**What you should do:** Please extract every row below word for word, and leave the pictures out of your answer.

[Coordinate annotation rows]

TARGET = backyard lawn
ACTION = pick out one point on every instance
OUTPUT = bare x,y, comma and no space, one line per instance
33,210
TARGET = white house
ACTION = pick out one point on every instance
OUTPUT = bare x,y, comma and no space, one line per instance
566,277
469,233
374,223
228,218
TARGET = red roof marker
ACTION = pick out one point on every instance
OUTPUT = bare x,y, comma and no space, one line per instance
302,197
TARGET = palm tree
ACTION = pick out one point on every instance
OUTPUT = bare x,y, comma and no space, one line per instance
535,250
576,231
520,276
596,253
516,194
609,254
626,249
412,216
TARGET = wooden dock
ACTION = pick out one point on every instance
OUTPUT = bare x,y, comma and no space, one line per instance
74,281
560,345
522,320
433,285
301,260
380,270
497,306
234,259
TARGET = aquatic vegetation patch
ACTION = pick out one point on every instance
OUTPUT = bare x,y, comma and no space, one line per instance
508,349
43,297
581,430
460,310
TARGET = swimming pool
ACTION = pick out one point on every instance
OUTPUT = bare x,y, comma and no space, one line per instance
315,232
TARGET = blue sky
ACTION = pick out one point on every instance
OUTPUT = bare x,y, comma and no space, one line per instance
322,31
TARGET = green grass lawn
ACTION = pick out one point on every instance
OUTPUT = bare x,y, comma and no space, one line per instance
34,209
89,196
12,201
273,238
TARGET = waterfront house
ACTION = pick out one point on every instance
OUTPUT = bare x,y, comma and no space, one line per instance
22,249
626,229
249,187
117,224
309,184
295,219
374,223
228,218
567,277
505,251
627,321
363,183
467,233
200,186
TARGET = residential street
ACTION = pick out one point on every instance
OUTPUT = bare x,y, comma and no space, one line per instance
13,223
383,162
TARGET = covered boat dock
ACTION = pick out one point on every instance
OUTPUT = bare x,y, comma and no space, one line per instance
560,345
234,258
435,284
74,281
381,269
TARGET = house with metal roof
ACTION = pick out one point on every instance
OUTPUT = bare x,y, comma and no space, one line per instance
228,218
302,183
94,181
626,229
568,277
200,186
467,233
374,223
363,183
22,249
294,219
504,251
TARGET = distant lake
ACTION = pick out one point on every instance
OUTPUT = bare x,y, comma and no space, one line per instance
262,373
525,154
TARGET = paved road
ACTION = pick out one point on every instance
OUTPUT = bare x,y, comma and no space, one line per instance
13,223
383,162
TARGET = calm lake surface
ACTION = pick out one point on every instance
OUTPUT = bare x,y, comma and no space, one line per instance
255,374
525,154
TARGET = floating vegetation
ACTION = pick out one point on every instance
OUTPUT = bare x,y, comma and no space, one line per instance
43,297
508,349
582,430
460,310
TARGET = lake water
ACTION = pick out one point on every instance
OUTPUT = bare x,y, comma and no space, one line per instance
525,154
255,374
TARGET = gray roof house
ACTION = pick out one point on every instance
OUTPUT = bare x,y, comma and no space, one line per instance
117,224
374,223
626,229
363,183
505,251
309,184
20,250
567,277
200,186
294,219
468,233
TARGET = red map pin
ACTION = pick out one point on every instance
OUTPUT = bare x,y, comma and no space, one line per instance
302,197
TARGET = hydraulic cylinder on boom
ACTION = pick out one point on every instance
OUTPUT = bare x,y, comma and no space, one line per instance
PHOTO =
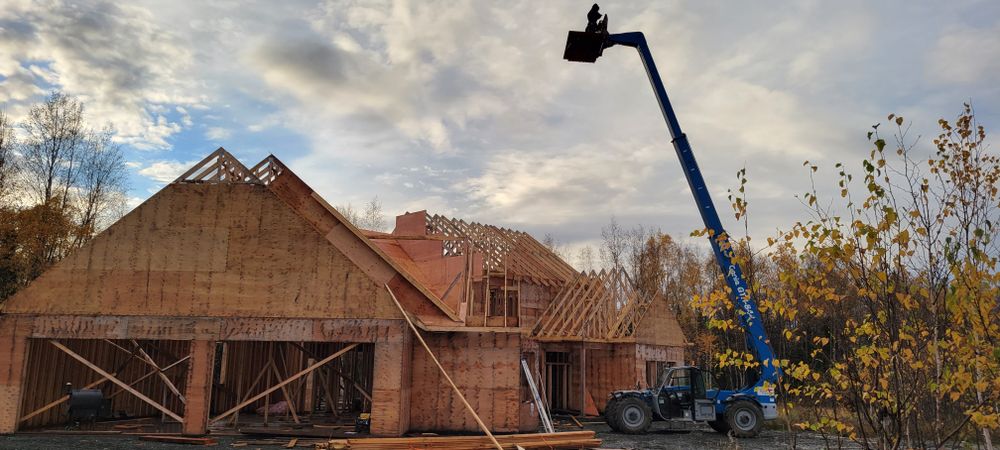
684,393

**Answer to the exercise:**
TARGET = backyard lawn
ACTION = pick out one point on every instance
OUTPUT = bare x,y, comma and no space, one line per instance
33,210
TARGET = white house
ACTION = pick out one point on every instance
OUTPUT = bare x,y, comma and no space, one line per instance
566,277
469,233
374,223
228,218
TARGET = red roof marker
ACTION = pick out one point on every instance
OUTPUT = bare x,y, comma and no space, one line per instance
302,197
TARGET = palm tree
ACTION = pick out one point on every instance
OUTPUT = bare x,y, comma and no space, one line per instance
535,250
576,231
520,276
596,253
516,194
609,254
626,249
412,216
TARGET = wooden dock
ACTION = pick out one point on every instance
OUTPUT = bare x,y, comma and no space, one line per instance
74,281
560,345
522,320
433,285
301,260
380,270
497,306
234,259
TARGET = aquatic vegetation patch
ACTION = pick out one point on every instance
OUTPUT = bare x,y, comma and no space, one line per instance
508,349
43,297
581,430
460,310
TARGET = swimming pool
ACTION = pick out one point on every instance
OUTPUT = bare x,y, comma and no space, one line per instance
315,232
TARGET = blue sky
ACTION = pick out one point on every instance
OUTPUT = bare x,y, comma and no space, one line per instance
322,31
TARGET = green grass lawn
ACTION = pick out one point on every instance
OUTPUT = bare x,y, comma and no space, one line per instance
34,209
89,196
12,201
273,238
TARGET = waterfront house
ACTION = pick out one point on every instance
OUTPUT = bare x,y, comma and no space, one line per instance
22,249
626,229
249,187
117,224
309,184
295,219
374,223
228,218
567,277
505,251
627,321
363,183
467,233
200,186
TARGET = residential street
ACTION = pick out one point on every instance
OUTPUT = bare x,y, comma and no space, one line per instance
13,223
383,162
TARGET = covered boat dock
ACTION = pick out one point on every instance
OUTPUT = bare x,y, comma and no space, one line per instance
560,345
234,258
435,284
74,281
381,269
TARGET = house with metal roof
ACTION = pick out one point on every instance
OUTPUT = bare x,y, comma and no space, one line per instance
228,218
302,183
94,181
626,229
568,277
200,186
467,233
374,223
363,183
22,249
294,219
504,251
TARGET = distant lake
ACTION = pick out one point on every instance
OUTPUT = bare x,y, comma and no space, one line per instance
262,373
525,154
TARGET = paved road
ACTION = pick out one point on every instance
OUTPUT = bare x,y, comma and no space, one line per instance
13,223
383,162
TARGET = calm lake surface
ACTION = pick out one point on every instance
OUTPUT = bare x,y, comma and no space, one line per instance
255,374
525,154
TARGET = floating vegetation
ACTION = pick out one point on every instance
OUTPUT = bare x,y, comma and no space, one line per instance
43,297
508,349
582,430
460,310
TARGET = lake water
ACTION = pick out one point on every instance
OUTPUT = bare x,y, comma and no space, one line per instance
525,154
255,374
TARGET = gray roof house
ACTION = pick out one point on every instance
OUTPUT = bare x,y, comma and no space, one line per instance
117,224
374,223
626,229
363,183
505,251
309,184
20,250
567,277
200,186
294,219
468,233
TARGET = red map pin
ACTION = pick out one point on every instance
OUTPUT = bare x,y, comma and no space, one line per instance
302,197
TARGET = hydraulic cylinder on boom
ACTION = pick out one point on every instance
OUTPUT = bare x,y, comma and no space, one line per instance
PHOTO =
684,393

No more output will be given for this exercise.